--- BEGIN EXERCISE DATA ---

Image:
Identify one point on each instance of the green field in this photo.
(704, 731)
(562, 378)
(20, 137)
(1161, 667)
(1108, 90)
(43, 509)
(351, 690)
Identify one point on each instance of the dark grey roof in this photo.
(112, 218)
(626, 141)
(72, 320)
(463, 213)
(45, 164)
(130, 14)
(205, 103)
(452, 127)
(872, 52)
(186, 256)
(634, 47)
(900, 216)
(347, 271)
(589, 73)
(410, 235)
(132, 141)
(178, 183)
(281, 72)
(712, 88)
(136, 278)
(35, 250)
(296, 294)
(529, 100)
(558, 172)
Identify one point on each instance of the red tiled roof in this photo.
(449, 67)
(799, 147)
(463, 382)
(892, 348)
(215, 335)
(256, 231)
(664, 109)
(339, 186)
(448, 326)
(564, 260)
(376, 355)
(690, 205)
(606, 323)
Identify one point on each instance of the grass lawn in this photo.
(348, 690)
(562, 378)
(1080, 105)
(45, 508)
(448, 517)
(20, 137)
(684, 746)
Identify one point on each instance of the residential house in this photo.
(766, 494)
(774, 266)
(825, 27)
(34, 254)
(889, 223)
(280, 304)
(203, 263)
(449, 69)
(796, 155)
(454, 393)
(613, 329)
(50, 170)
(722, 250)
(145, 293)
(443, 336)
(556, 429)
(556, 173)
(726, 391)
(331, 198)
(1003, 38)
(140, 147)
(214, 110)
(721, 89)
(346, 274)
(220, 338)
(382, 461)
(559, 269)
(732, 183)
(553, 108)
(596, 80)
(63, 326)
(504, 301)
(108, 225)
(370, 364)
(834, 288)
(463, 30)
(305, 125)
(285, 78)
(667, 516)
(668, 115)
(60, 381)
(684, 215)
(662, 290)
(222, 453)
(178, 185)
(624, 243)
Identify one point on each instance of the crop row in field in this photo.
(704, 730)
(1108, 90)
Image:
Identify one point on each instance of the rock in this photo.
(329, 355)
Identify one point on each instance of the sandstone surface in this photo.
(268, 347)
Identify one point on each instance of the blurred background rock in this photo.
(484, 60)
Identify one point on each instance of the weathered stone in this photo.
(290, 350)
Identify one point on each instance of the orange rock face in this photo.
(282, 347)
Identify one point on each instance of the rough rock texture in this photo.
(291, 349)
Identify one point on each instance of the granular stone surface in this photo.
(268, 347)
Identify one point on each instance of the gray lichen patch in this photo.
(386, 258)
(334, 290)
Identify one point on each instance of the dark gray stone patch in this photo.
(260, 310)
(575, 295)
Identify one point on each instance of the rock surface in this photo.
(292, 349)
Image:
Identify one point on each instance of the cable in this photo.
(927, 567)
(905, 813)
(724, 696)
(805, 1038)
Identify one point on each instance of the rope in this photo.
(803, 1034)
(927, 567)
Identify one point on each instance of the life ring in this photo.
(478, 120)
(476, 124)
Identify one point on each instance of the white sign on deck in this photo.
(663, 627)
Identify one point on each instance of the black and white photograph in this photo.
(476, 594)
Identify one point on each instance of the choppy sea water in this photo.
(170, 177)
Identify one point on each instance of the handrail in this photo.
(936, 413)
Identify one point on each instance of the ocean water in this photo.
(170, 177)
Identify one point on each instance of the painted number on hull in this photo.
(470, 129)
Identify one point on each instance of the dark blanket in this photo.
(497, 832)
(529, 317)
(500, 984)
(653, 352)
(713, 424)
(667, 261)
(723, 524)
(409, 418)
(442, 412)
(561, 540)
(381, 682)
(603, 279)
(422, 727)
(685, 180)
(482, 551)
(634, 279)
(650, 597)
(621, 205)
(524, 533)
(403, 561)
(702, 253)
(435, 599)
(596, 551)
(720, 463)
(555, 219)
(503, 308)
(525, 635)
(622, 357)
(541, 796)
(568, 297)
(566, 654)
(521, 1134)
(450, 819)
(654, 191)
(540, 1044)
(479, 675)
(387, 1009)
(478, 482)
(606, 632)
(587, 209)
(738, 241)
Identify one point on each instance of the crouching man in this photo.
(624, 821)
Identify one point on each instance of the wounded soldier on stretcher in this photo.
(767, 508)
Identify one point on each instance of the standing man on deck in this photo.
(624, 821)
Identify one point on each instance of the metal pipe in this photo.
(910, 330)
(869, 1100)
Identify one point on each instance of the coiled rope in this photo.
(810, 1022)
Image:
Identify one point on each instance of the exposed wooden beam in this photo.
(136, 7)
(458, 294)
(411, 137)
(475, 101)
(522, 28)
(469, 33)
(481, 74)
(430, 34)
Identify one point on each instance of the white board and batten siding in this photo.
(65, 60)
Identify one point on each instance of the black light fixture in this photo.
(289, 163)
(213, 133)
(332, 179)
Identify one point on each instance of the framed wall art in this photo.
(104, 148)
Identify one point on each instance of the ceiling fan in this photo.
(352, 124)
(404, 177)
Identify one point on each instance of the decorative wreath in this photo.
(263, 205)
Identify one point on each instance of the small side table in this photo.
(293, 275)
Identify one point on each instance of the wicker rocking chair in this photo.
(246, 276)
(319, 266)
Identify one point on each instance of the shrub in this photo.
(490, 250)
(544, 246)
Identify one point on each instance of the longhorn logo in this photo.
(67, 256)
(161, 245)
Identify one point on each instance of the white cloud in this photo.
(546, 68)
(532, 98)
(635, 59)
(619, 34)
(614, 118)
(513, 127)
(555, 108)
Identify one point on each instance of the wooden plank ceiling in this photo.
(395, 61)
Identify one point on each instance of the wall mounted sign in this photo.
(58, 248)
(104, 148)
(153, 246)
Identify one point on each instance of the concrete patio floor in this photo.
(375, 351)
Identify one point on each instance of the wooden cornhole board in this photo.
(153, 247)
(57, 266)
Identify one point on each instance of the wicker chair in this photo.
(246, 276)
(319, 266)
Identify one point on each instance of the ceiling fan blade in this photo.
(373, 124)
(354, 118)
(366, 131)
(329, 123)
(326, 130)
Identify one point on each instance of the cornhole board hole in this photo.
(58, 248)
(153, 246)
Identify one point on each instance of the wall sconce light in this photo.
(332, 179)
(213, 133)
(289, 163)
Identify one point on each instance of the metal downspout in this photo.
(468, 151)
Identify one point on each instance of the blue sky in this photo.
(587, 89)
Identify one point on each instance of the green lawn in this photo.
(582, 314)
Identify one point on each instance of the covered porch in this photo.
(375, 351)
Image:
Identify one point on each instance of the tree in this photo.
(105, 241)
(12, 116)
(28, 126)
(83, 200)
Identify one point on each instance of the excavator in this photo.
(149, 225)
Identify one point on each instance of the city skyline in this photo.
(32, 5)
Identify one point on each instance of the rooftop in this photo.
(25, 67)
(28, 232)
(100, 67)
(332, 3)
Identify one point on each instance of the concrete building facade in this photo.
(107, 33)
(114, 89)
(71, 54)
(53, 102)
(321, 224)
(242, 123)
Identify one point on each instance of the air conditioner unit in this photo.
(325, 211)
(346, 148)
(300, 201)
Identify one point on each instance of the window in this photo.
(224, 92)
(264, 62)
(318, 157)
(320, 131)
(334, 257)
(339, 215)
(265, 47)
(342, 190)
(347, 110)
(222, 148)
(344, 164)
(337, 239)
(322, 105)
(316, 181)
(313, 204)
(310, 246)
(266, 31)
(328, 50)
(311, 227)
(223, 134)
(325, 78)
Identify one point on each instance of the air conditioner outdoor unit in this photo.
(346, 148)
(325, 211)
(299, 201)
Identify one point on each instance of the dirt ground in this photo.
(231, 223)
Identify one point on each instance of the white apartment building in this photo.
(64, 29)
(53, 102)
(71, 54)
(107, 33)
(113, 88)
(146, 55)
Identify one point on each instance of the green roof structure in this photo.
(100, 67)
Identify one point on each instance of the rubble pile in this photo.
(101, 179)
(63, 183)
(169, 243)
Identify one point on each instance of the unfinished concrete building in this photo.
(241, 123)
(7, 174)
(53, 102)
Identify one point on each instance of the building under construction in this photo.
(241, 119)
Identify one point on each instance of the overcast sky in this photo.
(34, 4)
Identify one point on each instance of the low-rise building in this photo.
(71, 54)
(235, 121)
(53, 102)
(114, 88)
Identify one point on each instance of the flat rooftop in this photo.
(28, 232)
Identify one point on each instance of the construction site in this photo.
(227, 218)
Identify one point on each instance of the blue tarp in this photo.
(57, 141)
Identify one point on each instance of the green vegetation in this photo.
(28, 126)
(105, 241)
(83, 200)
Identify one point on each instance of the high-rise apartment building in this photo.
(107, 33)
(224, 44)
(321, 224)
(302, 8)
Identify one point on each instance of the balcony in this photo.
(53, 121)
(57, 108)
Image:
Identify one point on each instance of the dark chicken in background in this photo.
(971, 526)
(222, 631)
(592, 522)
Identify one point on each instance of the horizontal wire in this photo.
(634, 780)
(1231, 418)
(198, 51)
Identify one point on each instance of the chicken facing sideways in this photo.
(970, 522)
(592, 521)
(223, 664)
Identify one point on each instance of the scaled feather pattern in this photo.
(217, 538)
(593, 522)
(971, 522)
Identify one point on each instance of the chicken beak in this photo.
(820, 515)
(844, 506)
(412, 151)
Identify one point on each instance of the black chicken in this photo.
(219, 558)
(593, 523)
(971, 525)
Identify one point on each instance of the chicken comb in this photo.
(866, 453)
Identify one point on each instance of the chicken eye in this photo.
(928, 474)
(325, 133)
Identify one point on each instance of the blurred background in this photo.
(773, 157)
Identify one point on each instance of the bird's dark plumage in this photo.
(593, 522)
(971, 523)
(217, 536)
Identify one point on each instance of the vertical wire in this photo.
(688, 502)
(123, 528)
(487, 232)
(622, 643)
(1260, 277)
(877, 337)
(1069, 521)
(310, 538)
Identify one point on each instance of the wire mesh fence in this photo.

--- END EXERCISE DATA ---

• _TASK_:
Repeat exactly the lines above from the line that contains "Identify one point on each instance of the flat" through the end. Include both of these ends; leave out everything else.

• _IN RESPONSE_:
Identify one point on each instance of the flat rooftop in this photo.
(28, 232)
Identify one point on each instance of the construction site in this photo.
(227, 218)
Identify one point on each instance of the blue tarp in this photo.
(57, 141)
Identify one point on each instance of the green vegetation in this photo.
(28, 126)
(105, 241)
(83, 200)
Identify one point on each instance of the high-rise apartment building in this photo.
(107, 33)
(224, 44)
(321, 224)
(302, 8)
Identify one point on each instance of the balcony in this photo.
(53, 121)
(57, 108)
Image:
Identify one point on each instance of the dark chicken in background in this photo.
(971, 526)
(222, 631)
(592, 522)
Identify one point on each instance of the horizontal wire in this photo.
(634, 780)
(1231, 418)
(198, 51)
Identify one point on each instance of the chicken facing sideways in this photo.
(970, 522)
(592, 521)
(223, 664)
Identify one point on each instance of the scaled feather pattern in this photo.
(217, 538)
(593, 522)
(971, 522)
Identify one point on each instance of the chicken beak in this photo.
(820, 515)
(844, 506)
(412, 151)
Identify one point on each instance of the black chicken in this photo.
(219, 558)
(593, 523)
(971, 525)
Identify one point on each instance of the chicken comb in this photo.
(866, 453)
Identify one point on each instance of the chicken eye in this photo.
(928, 474)
(325, 133)
Identify one point on each instance of the blurred background in this photo.
(773, 157)
Identify one point on each instance of the bird's dark plumage in this photo.
(593, 522)
(971, 523)
(217, 536)
Identify one point on each instance of the vertical wire in this photo.
(688, 502)
(123, 528)
(487, 232)
(622, 643)
(1260, 277)
(877, 337)
(1069, 521)
(310, 538)
Identify one point on each instance of the wire mesh fence in this photo.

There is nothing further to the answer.